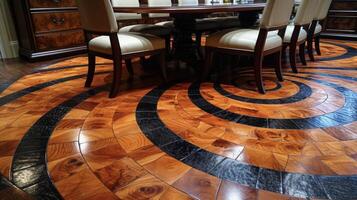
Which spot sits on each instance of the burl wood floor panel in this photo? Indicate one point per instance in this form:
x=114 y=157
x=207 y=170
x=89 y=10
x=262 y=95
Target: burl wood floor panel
x=184 y=139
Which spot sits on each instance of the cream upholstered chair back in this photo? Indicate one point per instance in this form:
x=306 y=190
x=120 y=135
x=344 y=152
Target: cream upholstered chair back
x=188 y=2
x=126 y=3
x=97 y=16
x=306 y=12
x=323 y=9
x=277 y=13
x=158 y=3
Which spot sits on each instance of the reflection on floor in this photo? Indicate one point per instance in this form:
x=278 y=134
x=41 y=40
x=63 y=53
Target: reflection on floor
x=184 y=140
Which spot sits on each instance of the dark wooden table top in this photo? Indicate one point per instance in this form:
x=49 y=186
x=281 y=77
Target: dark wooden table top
x=200 y=8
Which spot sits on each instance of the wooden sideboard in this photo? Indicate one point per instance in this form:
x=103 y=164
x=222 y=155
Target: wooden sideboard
x=341 y=22
x=48 y=28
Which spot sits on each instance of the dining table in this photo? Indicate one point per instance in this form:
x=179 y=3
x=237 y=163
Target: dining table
x=184 y=19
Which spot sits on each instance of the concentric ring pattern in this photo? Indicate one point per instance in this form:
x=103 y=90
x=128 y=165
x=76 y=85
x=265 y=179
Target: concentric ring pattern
x=184 y=140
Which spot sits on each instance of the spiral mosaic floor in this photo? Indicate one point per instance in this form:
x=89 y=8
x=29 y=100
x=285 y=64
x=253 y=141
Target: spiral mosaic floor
x=184 y=140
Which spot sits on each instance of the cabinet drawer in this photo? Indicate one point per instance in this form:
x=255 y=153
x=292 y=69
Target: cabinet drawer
x=59 y=40
x=52 y=3
x=56 y=21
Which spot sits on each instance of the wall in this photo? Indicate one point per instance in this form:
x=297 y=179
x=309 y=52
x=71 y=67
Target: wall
x=8 y=40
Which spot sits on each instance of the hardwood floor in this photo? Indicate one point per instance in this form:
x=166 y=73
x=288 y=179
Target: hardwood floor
x=182 y=140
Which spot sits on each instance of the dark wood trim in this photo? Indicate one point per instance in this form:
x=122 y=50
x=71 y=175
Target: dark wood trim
x=201 y=8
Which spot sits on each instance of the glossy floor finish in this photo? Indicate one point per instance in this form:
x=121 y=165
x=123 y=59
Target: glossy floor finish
x=184 y=140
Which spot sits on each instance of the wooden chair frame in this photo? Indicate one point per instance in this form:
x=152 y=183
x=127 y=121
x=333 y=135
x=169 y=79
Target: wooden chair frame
x=117 y=58
x=258 y=55
x=312 y=37
x=294 y=43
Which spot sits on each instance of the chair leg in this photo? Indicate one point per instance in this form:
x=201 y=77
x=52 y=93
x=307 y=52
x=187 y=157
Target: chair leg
x=198 y=44
x=207 y=65
x=168 y=45
x=278 y=68
x=91 y=70
x=292 y=56
x=129 y=68
x=302 y=53
x=258 y=62
x=116 y=78
x=310 y=49
x=162 y=58
x=317 y=45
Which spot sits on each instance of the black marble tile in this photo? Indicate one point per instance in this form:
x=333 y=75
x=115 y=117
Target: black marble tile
x=146 y=107
x=4 y=183
x=179 y=149
x=237 y=172
x=340 y=187
x=147 y=125
x=29 y=176
x=203 y=160
x=303 y=186
x=161 y=136
x=146 y=115
x=270 y=180
x=39 y=132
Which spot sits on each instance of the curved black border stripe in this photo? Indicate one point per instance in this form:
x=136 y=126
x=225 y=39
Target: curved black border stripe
x=299 y=185
x=345 y=115
x=13 y=96
x=351 y=52
x=304 y=92
x=29 y=167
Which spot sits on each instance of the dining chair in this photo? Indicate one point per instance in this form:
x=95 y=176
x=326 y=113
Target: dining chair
x=296 y=32
x=254 y=42
x=316 y=28
x=154 y=29
x=98 y=19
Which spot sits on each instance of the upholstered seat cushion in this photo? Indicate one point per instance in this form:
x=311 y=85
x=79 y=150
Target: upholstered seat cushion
x=289 y=32
x=242 y=39
x=129 y=43
x=318 y=28
x=228 y=22
x=152 y=29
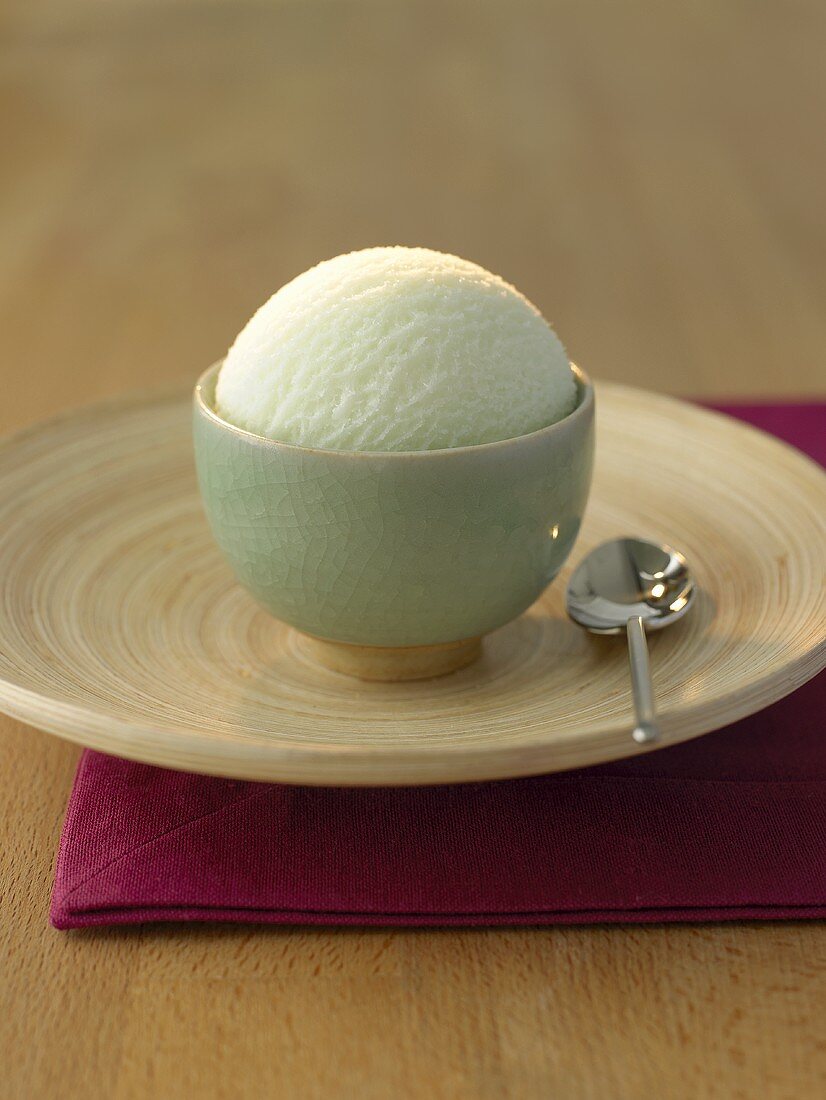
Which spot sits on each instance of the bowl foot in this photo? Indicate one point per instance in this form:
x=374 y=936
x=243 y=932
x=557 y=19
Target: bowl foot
x=391 y=663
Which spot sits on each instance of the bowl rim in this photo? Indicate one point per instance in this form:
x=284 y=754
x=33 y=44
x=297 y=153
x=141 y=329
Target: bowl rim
x=583 y=408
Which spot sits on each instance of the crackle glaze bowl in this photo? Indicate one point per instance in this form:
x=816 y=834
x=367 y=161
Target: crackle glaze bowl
x=394 y=564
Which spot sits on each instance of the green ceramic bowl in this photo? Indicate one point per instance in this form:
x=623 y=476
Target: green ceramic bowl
x=395 y=548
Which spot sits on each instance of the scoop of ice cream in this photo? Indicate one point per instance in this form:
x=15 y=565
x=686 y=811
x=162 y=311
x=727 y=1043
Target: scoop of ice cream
x=395 y=350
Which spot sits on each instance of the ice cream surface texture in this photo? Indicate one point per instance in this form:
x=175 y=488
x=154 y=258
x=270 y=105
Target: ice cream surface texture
x=395 y=349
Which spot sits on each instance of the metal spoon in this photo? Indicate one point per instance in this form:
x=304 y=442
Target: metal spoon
x=629 y=584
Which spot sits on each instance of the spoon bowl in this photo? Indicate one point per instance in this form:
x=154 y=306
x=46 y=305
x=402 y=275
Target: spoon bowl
x=632 y=585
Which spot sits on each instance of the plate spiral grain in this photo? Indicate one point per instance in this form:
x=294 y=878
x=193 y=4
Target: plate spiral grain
x=123 y=629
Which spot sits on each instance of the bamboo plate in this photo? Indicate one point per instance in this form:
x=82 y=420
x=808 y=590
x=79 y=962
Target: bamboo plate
x=123 y=629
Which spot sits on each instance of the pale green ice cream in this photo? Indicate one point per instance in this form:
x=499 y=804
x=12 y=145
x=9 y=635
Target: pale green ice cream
x=395 y=349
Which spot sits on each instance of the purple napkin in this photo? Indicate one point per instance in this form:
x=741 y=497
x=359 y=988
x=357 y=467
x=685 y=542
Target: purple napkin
x=729 y=826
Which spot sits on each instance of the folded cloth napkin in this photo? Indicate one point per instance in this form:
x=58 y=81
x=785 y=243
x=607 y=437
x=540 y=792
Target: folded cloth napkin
x=730 y=826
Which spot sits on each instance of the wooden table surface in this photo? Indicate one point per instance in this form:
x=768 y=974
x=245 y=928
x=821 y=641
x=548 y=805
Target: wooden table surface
x=653 y=176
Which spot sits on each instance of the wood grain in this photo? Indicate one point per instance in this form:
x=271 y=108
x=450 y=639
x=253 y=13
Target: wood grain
x=652 y=176
x=124 y=629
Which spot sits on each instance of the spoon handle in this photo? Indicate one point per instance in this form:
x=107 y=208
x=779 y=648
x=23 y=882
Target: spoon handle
x=643 y=696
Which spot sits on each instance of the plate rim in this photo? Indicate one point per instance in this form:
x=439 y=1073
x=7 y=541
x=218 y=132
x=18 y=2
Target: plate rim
x=285 y=760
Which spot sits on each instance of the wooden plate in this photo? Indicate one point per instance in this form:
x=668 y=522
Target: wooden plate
x=123 y=629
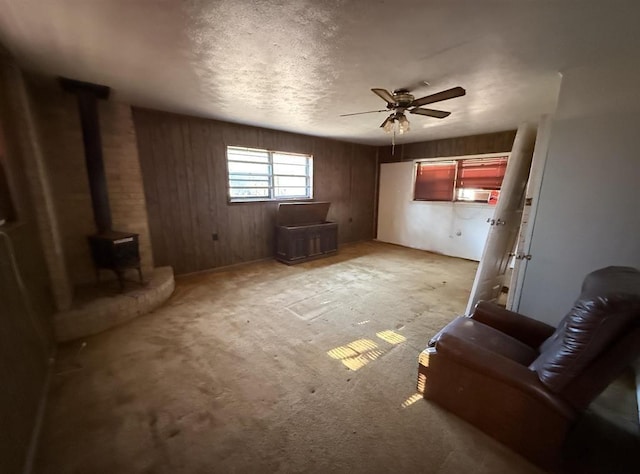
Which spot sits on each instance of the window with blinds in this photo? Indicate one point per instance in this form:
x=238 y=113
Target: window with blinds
x=473 y=179
x=263 y=175
x=435 y=181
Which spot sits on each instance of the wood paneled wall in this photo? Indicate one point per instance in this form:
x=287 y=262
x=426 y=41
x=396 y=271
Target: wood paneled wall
x=459 y=146
x=183 y=163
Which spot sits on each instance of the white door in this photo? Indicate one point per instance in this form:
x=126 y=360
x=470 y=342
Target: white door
x=505 y=222
x=528 y=214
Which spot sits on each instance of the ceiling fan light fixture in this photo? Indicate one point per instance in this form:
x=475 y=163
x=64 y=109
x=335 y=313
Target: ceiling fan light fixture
x=403 y=123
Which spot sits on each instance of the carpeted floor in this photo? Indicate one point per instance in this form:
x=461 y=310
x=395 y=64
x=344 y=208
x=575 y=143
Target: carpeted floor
x=265 y=368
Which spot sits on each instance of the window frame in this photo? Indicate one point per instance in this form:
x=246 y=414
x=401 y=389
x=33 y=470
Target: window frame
x=447 y=159
x=270 y=176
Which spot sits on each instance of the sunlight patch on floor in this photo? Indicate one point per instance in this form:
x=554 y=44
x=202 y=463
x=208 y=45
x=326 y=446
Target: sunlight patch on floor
x=356 y=354
x=411 y=400
x=391 y=337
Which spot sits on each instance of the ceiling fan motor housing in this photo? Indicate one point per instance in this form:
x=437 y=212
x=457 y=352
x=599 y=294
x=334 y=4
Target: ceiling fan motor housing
x=402 y=98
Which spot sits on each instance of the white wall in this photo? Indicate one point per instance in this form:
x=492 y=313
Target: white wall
x=457 y=229
x=588 y=215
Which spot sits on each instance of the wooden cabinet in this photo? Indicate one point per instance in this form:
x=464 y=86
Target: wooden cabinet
x=303 y=234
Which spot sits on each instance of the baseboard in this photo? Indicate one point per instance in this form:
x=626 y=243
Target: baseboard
x=37 y=427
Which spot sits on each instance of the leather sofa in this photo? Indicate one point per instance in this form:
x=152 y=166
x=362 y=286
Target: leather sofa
x=526 y=383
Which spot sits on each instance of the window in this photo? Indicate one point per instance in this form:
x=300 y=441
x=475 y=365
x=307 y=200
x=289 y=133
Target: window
x=262 y=175
x=473 y=179
x=435 y=181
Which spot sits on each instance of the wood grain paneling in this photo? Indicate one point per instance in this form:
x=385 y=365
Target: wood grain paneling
x=458 y=146
x=184 y=168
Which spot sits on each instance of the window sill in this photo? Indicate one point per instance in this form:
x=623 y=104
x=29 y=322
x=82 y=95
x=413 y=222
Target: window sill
x=256 y=201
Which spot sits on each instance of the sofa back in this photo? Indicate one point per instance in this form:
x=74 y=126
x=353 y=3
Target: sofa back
x=597 y=338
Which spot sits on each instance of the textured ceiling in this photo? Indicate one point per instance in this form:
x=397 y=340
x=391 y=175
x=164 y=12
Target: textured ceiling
x=296 y=65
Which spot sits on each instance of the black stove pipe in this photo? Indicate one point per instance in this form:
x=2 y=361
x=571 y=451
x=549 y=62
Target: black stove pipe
x=88 y=95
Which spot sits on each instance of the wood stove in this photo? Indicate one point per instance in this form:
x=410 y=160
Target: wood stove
x=303 y=233
x=116 y=251
x=111 y=250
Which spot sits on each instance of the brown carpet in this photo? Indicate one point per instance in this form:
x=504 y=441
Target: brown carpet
x=267 y=368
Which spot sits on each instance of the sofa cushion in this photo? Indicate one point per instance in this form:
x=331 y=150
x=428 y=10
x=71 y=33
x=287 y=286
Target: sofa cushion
x=609 y=306
x=488 y=338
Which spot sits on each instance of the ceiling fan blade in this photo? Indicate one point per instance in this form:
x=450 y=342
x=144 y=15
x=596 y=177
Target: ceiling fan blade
x=369 y=112
x=430 y=112
x=384 y=94
x=444 y=95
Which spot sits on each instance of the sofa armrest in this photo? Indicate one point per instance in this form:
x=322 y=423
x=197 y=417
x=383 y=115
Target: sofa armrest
x=525 y=329
x=501 y=369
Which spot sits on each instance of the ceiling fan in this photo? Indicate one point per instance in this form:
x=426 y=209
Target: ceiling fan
x=401 y=101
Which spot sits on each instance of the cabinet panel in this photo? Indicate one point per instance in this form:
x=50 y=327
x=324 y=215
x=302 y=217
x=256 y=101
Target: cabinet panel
x=301 y=243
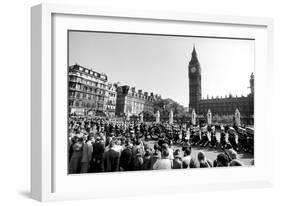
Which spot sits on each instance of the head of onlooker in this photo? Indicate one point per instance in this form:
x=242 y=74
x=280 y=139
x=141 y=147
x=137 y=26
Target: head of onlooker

········

» **The task**
Please repeat, word for word, the stretch of lines above from the one containing "Which spot sits on each instance of the white wall" through the one containing "x=267 y=368", including both of those lines.

» **Answer to the task**
Which spot sits on each instance of the white wall in this photo? Indicate one point per instance in this form:
x=492 y=313
Target: white wall
x=457 y=229
x=588 y=215
Which spot sits on each instance of the wooden cabinet in this photo? Indicate one point per instance in this form:
x=464 y=86
Target: wooden cabinet
x=303 y=234
Which spot sits on each instance of the baseboard in this photo? Indicate one point per instance in this form:
x=626 y=243
Target: baseboard
x=37 y=427
Which spot sits on each instance of the leather sofa in this photo? Indicate one point per instance in this form:
x=152 y=166
x=362 y=286
Target: leather sofa
x=526 y=383
Which spot sits on each instance of the window in this photo? Indicate one point per instance in this form:
x=300 y=441
x=475 y=365
x=307 y=200
x=289 y=133
Target: window
x=262 y=175
x=473 y=179
x=435 y=181
Which spot sits on each instance of the wood grain paneling in this photo? Indicate one point per instance in this form:
x=385 y=365
Target: wood grain paneling
x=458 y=146
x=184 y=168
Which spot sits on each instance of the window sill in this photo? Indicate one point per instance in this form:
x=623 y=104
x=29 y=322
x=82 y=95
x=413 y=222
Target: window sill
x=256 y=201
Which spot sits on each instance of the sofa back in this photo? Indicate one point per instance in this form:
x=74 y=126
x=353 y=3
Target: sofa back
x=597 y=338
Which spot sits on each instance of the textured ceiling in this photo? Indicate one point per instance in this form:
x=397 y=340
x=391 y=175
x=164 y=12
Target: textured ceiling
x=296 y=65
Which spot sits on each instance of the black stove pipe in this photo? Indicate one point per instance in this form:
x=2 y=361
x=571 y=451
x=549 y=62
Target: black stove pipe
x=88 y=95
Which spot sits on each instance of the wood stove in this photo? Indicate one point per instance in this form:
x=410 y=160
Target: wood stove
x=303 y=233
x=116 y=251
x=111 y=250
Which spot sits on each instance of the brown carpet in this photo? Indicate one point per instance in this form:
x=504 y=441
Target: brown carpet
x=267 y=368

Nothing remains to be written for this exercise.